* _WHAT YOU HAVE TO DO_:
Convert the data below into a numbered list, one entry per line, leaving out any blank lines.

⟨

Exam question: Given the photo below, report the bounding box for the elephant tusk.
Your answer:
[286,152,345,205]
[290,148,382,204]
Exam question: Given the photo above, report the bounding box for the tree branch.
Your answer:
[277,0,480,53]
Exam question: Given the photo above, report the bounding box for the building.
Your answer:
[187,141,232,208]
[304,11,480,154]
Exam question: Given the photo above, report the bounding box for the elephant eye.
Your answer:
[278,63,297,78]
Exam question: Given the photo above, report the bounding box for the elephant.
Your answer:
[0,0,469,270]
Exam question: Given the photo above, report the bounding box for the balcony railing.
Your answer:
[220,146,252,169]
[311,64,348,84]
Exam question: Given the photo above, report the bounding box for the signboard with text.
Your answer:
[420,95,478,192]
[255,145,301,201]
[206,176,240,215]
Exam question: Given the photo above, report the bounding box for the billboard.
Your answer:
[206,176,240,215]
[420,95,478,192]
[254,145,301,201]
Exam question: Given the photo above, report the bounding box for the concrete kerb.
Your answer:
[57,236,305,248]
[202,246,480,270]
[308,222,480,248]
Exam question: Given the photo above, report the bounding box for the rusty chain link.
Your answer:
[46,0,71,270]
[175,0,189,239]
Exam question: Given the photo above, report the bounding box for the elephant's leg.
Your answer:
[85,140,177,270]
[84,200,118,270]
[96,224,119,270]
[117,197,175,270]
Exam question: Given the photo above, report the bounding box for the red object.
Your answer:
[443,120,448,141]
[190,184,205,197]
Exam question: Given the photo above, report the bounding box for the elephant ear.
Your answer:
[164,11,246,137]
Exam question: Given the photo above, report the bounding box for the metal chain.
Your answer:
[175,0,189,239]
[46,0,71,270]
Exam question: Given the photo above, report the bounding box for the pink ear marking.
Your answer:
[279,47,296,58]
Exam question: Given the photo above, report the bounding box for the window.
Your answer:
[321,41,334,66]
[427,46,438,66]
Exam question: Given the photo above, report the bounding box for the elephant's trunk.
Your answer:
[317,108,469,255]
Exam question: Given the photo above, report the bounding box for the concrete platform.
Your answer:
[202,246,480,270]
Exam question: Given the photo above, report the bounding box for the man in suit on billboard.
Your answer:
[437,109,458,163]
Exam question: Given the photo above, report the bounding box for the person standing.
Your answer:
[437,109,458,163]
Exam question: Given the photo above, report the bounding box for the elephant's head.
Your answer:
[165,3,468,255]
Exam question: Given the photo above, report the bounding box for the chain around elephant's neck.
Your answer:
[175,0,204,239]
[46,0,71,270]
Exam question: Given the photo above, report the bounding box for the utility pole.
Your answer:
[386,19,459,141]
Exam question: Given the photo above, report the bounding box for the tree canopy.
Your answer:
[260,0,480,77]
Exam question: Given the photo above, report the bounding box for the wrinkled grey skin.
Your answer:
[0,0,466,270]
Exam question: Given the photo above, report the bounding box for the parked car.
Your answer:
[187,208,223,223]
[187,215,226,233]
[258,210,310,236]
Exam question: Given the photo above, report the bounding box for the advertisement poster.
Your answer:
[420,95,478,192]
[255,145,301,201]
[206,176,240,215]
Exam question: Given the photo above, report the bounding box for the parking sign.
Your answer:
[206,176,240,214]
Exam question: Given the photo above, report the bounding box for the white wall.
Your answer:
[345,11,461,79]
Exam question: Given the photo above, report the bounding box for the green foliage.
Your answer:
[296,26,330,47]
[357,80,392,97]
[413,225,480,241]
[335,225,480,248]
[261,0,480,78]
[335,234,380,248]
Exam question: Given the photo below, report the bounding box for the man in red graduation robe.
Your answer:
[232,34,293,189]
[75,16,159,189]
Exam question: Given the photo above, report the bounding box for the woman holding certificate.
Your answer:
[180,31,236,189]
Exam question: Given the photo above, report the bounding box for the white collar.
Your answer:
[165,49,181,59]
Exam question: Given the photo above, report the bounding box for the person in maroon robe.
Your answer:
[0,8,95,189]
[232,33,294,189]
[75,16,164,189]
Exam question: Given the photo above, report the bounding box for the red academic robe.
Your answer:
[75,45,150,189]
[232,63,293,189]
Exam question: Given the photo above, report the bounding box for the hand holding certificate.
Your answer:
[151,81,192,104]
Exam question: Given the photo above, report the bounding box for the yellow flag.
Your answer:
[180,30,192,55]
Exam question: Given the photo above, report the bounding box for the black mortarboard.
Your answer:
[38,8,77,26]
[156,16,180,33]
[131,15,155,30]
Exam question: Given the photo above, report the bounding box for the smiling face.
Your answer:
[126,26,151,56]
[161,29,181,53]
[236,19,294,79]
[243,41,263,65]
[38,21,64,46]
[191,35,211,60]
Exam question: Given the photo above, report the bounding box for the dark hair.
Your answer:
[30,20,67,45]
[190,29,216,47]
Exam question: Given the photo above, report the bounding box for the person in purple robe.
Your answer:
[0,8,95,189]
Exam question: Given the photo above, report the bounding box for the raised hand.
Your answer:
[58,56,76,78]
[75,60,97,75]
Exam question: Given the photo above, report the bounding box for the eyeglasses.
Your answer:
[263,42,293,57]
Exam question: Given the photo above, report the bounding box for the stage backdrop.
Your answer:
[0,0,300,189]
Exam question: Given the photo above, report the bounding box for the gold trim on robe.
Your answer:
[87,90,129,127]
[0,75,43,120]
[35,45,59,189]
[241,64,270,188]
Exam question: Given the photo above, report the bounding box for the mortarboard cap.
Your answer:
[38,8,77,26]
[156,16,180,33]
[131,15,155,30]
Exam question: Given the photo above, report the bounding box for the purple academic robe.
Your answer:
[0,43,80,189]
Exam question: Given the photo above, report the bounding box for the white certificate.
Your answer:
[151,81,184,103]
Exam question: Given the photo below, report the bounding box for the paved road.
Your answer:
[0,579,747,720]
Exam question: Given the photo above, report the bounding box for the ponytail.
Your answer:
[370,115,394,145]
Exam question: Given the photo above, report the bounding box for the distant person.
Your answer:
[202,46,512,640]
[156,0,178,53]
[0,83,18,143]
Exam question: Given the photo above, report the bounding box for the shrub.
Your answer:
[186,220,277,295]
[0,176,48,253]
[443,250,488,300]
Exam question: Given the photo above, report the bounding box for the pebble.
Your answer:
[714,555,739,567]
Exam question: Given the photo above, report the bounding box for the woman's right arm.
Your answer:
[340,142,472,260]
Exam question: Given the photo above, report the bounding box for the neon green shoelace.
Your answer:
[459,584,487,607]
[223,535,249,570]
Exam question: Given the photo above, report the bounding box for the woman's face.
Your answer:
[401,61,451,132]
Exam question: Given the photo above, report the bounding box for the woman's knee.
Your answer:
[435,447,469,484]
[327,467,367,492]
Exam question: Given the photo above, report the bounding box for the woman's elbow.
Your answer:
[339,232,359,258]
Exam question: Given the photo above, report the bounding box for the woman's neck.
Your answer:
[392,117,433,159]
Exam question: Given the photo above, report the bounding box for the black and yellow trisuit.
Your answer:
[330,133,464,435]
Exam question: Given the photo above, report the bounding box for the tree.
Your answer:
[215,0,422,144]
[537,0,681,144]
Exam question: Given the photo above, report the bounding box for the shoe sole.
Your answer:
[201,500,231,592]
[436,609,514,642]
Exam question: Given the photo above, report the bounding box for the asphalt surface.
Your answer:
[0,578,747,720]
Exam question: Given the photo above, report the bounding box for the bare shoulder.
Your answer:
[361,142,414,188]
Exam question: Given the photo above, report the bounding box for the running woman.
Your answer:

⟩

* _OUTPUT FOR THIS EXERCISE_:
1. Exam question: Given the photo below, report the bounding box for the elephant tusk.
2. Your answer:
3. [286,152,345,205]
4. [290,148,382,204]
5. Exam question: Given the photo above, report the bounding box for the tree branch.
6. Your answer:
7. [277,0,480,53]
8. Exam question: Given the photo above, report the bounding box for the building.
9. Your answer:
10. [187,141,232,208]
11. [304,11,480,154]
12. Exam question: Given the photo above, report the bounding box for the elephant eye.
13. Your answer:
14. [278,63,297,78]
15. Exam question: Given the photo above, report the bounding box for the elephant.
16. Your answer:
17. [0,0,469,270]
18. Exam question: Given the photo above, report the bounding box for the balcony railing.
19. Your answer:
20. [220,146,252,169]
21. [311,64,348,84]
22. Exam question: Given the photo above, report the bounding box for the signboard with text.
23. Your answer:
24. [420,95,478,192]
25. [255,145,301,201]
26. [206,176,240,215]
27. Exam question: Given the photo above, report the bounding box for the billboard.
28. Your answer:
29. [206,176,240,215]
30. [420,95,478,192]
31. [254,145,301,201]
32. Exam question: Given the photo above, report the bounding box for the concrete kerb.
33. Your answer:
34. [57,236,305,248]
35. [202,246,480,270]
36. [308,222,480,248]
37. Exam question: Given the photo above, report the bounding box for the rusty chain link.
38. Your answer:
39. [46,0,71,270]
40. [175,0,189,239]
41. Exam question: Given the photo above, report the bounding box for the elephant's leg.
42. Your answer:
43. [85,140,177,270]
44. [84,200,118,270]
45. [96,224,119,270]
46. [117,197,175,270]
47. Exam question: Given the photo above, report the bounding box for the red object.
48. Your answer:
49. [443,120,448,141]
50. [190,184,205,197]
51. Exam question: Given the photo above, report the bounding box for the elephant ear.
52. Your answer:
53. [164,11,246,137]
54. Exam question: Given the photo above, report the bounding box for the metal chain.
55. Your answer:
56. [175,0,189,239]
57. [46,0,71,270]
58. Exam question: Given the photo above, report the bounding box for the pink ear marking.
59. Your answer:
60. [279,47,296,58]
61. Exam question: Given the photo above, report the bounding box for the window.
62. Your answer:
63. [321,41,334,66]
64. [427,46,438,66]
65. Exam question: Given the photo above, report the bounding box for the elephant's trunk.
66. Your answer:
67. [317,108,469,255]
68. Exam question: Given the photo above, report the bounding box for the concrete platform.
69. Your answer:
70. [202,246,480,270]
71. Exam question: Given the photo above, report the bounding box for the man in suit on billboard.
72. Your answer:
73. [437,109,458,163]
74. Exam question: Given the photo above, report the bounding box for the person standing.
75. Your answer:
76. [437,109,458,163]
77. Exam question: Given the photo above, report the bounding box for the elephant's head.
78. Your answer:
79. [165,3,468,255]
80. Exam question: Given the photo above, report the bounding box for the chain around elephant's neck.
81. Your answer:
82. [175,0,204,239]
83. [46,0,71,270]
84. Exam question: Given the photo above, report the bounding box for the utility pole.
85. Your answer:
86. [386,19,459,141]
87. Exam question: Given the photo above, report the bounding box for the tree canopy.
88. Your answer:
89. [260,0,480,77]
90. Exam question: Given the photo above, report the bounding box for the wrinkled grey skin.
91. Your answer:
92. [0,0,466,270]
93. Exam question: Given the photo above, report the bounding box for the parked car.
94. Your answer:
95. [187,208,223,223]
96. [187,215,226,233]
97. [258,210,310,236]
98. Exam question: Given the photo above, report the bounding box for the advertisement poster.
99. Your answer:
100. [420,95,478,192]
101. [255,145,301,201]
102. [206,176,240,215]
103. Exam question: Given the photo above, report the bounding box for the parking sign.
104. Your answer:
105. [206,176,240,214]
106. Exam question: Given the photo above, report the bounding box for the white wall.
107. Your answer:
108. [345,11,461,79]
109. Exam question: Given the photo above, report the bounding box for the green foliage.
110. Your answer:
111. [296,26,330,47]
112. [357,80,392,97]
113. [413,225,480,241]
114. [335,225,480,248]
115. [261,0,480,78]
116. [335,234,380,248]
117. Exam question: Given the photo below, report the bounding box for the man in red graduation robe.
118. Your answer:
119. [232,34,293,189]
120. [75,16,159,189]
121. Exam question: Given the photo above, report the bounding box for the woman holding certificate.
122. Your answer:
123. [180,31,236,189]
124. Exam question: Given the photo above, report the bounding box for the white collar.
125. Your answer:
126. [165,49,181,59]
127. Exam question: Given the photo above, report the bounding box for the person in maroon robe.
128. Your answer:
129. [0,8,95,189]
130. [232,33,294,189]
131. [75,16,164,189]
132. Exam question: Given the photo above, report the bounding box for the red academic robe.
133. Your answer:
134. [75,45,150,189]
135. [232,63,293,189]
136. Exam question: Given the photo above, report the bounding box for the hand holding certificate.
137. Your answer:
138. [151,81,192,104]
139. Exam question: Given the photo above, report the bounding box for the yellow flag.
140. Your answer:
141. [180,30,192,55]
142. Exam question: Given the photo above, report the bounding box for the black mortarboard.
143. Your answer:
144. [38,8,77,26]
145. [156,16,180,33]
146. [131,15,155,30]
147. Exam question: Given the photo above, report the bounding box for the smiling face.
148. Your answer:
149. [126,26,151,56]
150. [161,29,181,53]
151. [236,19,294,79]
152. [243,41,263,65]
153. [38,21,64,46]
154. [191,35,211,60]
155. Exam question: Given the photo above, report the bounding box for the dark hair.
156. Your answer:
157. [30,20,67,45]
158. [190,29,216,47]
159. Exam question: Given the photo above, report the bounding box for the person in purple robe.
160. Your answer:
161. [0,8,95,189]
162. Exam question: Given the photo above, report the bounding box for the raised hand.
163. Your answer:
164. [58,56,76,78]
165. [75,60,97,75]
166. Exam question: Given the photo above, report the bounding box for the eyeglasses.
167. Your answer:
168. [263,42,293,57]
169. Exam question: Given the photo above, report the bounding box for the stage backdrop.
170. Your answer:
171. [0,0,300,189]
172. Exam question: Given the photo above, report the bounding box for the gold trim on robe.
173. Your answer:
174. [87,90,129,127]
175. [0,75,43,120]
176. [35,45,59,189]
177. [241,64,270,188]
178. Exam question: Given the photo above, report the bounding box for the mortarboard cap.
179. Your answer:
180. [38,8,77,26]
181. [156,16,180,33]
182. [131,15,155,30]
183. Exam question: Given the photo above, report the bounding box for the purple academic robe.
184. Your answer:
185. [0,43,80,189]
186. Exam question: Given the photo above, report the bounding box for the white certificate.
187. Your answer:
188. [151,81,184,103]
189. Exam question: Given the photo below, report the bounding box for the paved road.
190. Your answer:
191. [0,579,747,720]
192. Exam question: Given the photo above, report the bounding box for the ponytail.
193. Your answer:
194. [370,115,394,145]
195. Exam question: Given the photo above, report the bounding box for the distant person.
196. Your answer:
197. [202,46,512,640]
198. [156,0,178,53]
199. [0,83,18,143]
200. Exam question: Given the photo above, report the bounding box for the shrub.
201. Your answer:
202. [186,220,277,295]
203. [0,176,48,253]
204. [443,250,488,300]
205. Exam question: Given the photo above, report the bounding box for the pebble.
206. Your answer:
207. [714,555,739,567]
208. Exam question: Given the photo above, report the bounding box for the woman's right arm.
209. Your answer:
210. [340,142,472,260]
211. Exam question: Given the photo above, report the bounding box for the neon green shoelace.
212. Your answer:
213. [459,584,487,607]
214. [223,535,249,570]
215. Exam question: Given the photo above, report the bounding box for the woman's face.
216. Your answer:
217. [401,61,451,132]
218. Exam question: Given the photo above, report the bounding box for the woman's knee.
219. Your answer:
220. [435,447,469,484]
221. [327,467,367,492]
222. Exam question: Given the photo above, report the bounding box for the woman's elbow.
223. Your answer:
224. [339,232,359,258]
225. Exam question: Given the photo above, report the bounding box for the woman's neck.
226. Your answer:
227. [392,117,433,159]
228. Exam question: Given the photo above, report the bounding box for the black and yellow trisuit.
229. Your answer:
230. [330,133,464,435]
231. Exam question: Given the photo above, report the bounding box for the tree.
232. Your answer:
233. [215,0,422,144]
234. [537,0,681,144]
235. Exam question: Given the photo above, report the bounding box for the shoe sole.
236. Your answer:
237. [201,500,231,592]
238. [436,609,514,642]
239. Exam question: Given the photo above, report the bounding box for the asphalt surface.
240. Your answer:
241. [0,578,747,720]
242. Exam question: Given the photo above, report the bounding box for the bare shoulder.
243. Your answer:
244. [361,142,414,188]
245. Exam question: Given the photo above, report the bounding box for the running woman.
246. Your answer:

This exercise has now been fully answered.